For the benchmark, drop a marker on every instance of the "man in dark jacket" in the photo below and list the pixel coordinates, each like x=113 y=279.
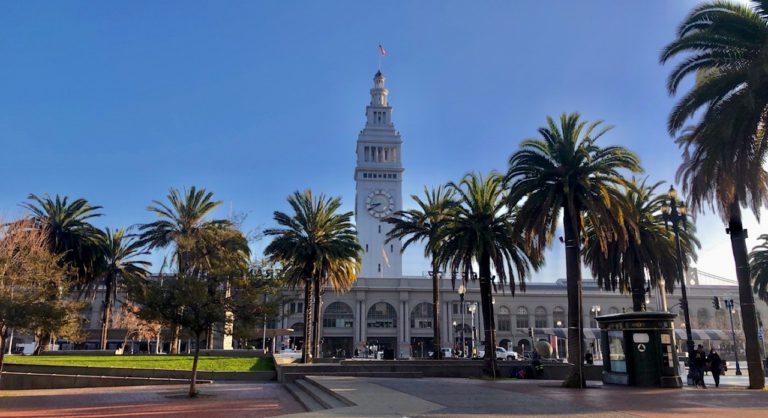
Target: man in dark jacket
x=715 y=365
x=699 y=361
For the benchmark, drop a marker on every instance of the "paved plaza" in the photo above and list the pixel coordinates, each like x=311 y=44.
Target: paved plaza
x=217 y=400
x=470 y=397
x=392 y=397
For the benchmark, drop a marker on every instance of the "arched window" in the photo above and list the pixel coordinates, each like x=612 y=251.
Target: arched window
x=338 y=315
x=504 y=319
x=382 y=315
x=522 y=317
x=558 y=317
x=540 y=317
x=422 y=315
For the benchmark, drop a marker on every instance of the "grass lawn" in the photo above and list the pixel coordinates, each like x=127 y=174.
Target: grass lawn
x=209 y=363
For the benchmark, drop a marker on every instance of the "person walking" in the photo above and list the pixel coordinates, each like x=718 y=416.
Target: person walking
x=699 y=363
x=715 y=366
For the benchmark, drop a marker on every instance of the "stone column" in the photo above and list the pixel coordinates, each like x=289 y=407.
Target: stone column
x=406 y=351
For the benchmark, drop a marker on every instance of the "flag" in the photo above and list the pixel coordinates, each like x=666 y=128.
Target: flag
x=385 y=256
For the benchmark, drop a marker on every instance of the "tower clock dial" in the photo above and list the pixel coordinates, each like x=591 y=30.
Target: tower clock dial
x=380 y=204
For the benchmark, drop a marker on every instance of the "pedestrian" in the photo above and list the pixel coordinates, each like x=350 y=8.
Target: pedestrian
x=715 y=366
x=699 y=362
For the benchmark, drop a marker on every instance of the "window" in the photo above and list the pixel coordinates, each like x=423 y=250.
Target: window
x=421 y=315
x=338 y=315
x=702 y=318
x=504 y=319
x=616 y=350
x=295 y=307
x=540 y=317
x=558 y=317
x=381 y=315
x=522 y=317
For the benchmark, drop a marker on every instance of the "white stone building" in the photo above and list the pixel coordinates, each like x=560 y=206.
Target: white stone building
x=385 y=309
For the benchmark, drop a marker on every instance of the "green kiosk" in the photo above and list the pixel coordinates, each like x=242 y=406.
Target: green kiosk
x=639 y=349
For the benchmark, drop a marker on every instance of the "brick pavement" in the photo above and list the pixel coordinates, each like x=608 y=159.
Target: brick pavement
x=217 y=400
x=474 y=397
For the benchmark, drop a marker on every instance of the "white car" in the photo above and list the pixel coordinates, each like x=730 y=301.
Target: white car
x=501 y=354
x=287 y=352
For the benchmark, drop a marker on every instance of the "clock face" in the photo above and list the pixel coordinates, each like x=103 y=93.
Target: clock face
x=380 y=204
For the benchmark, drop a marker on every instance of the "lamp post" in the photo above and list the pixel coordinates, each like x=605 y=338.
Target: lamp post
x=729 y=306
x=462 y=290
x=674 y=212
x=596 y=311
x=454 y=334
x=472 y=310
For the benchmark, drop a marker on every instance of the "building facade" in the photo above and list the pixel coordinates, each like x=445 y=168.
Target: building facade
x=386 y=310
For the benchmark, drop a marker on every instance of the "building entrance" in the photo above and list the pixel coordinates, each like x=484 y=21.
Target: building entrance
x=422 y=346
x=337 y=347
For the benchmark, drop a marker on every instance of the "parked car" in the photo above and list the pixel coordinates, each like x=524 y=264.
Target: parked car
x=288 y=352
x=501 y=353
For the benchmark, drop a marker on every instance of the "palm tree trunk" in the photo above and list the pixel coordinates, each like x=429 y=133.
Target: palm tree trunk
x=106 y=314
x=573 y=283
x=3 y=339
x=486 y=299
x=175 y=339
x=193 y=383
x=638 y=290
x=209 y=337
x=316 y=346
x=746 y=298
x=438 y=353
x=306 y=351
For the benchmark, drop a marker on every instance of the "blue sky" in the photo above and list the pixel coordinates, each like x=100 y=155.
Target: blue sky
x=118 y=101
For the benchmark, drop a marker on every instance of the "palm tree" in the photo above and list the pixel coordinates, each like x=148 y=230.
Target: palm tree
x=425 y=224
x=566 y=171
x=316 y=246
x=481 y=232
x=650 y=247
x=183 y=218
x=758 y=266
x=120 y=265
x=71 y=235
x=724 y=45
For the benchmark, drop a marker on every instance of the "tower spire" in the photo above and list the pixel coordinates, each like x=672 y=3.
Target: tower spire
x=379 y=93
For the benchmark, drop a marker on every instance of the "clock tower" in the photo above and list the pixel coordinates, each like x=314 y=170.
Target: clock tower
x=378 y=178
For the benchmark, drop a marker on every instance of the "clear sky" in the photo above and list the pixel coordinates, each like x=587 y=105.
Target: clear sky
x=118 y=101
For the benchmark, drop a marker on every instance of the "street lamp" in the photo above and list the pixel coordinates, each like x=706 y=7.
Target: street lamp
x=674 y=212
x=729 y=306
x=596 y=311
x=472 y=310
x=462 y=290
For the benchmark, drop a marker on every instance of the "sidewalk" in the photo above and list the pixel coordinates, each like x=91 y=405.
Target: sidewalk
x=472 y=397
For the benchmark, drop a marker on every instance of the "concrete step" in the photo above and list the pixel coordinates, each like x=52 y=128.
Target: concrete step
x=292 y=377
x=298 y=393
x=327 y=399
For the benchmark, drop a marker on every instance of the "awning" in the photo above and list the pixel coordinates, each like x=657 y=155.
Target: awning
x=703 y=334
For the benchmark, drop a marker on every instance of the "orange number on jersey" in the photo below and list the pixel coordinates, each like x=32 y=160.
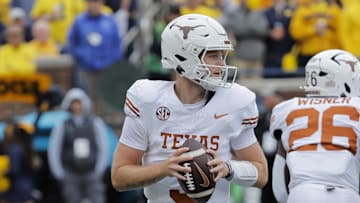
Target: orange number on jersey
x=327 y=127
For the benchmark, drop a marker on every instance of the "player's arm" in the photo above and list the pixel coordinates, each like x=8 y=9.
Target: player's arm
x=280 y=175
x=127 y=173
x=248 y=167
x=251 y=168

________

■ What needs to be done: Output the lines above as a JSON list of strings, one string per line with blank lines skipped, starting at the first line and stopping after the line that contains "x=392 y=397". Leave the pictures out.

■ Solution to the exercise:
[
  "For the benchmark, drop a marker on every instance of the \"man in dark jacket\" in the photo below and list the pixel coordinates, each like x=113 y=279.",
  "Target: man in dark jacket",
  "x=715 y=365",
  "x=699 y=361",
  "For the benchmark, drop a marker on every instance of the \"paved plaza\" in the photo above and list the pixel coordinates, each like x=311 y=44.",
  "Target: paved plaza",
  "x=217 y=400",
  "x=470 y=397",
  "x=392 y=397"
]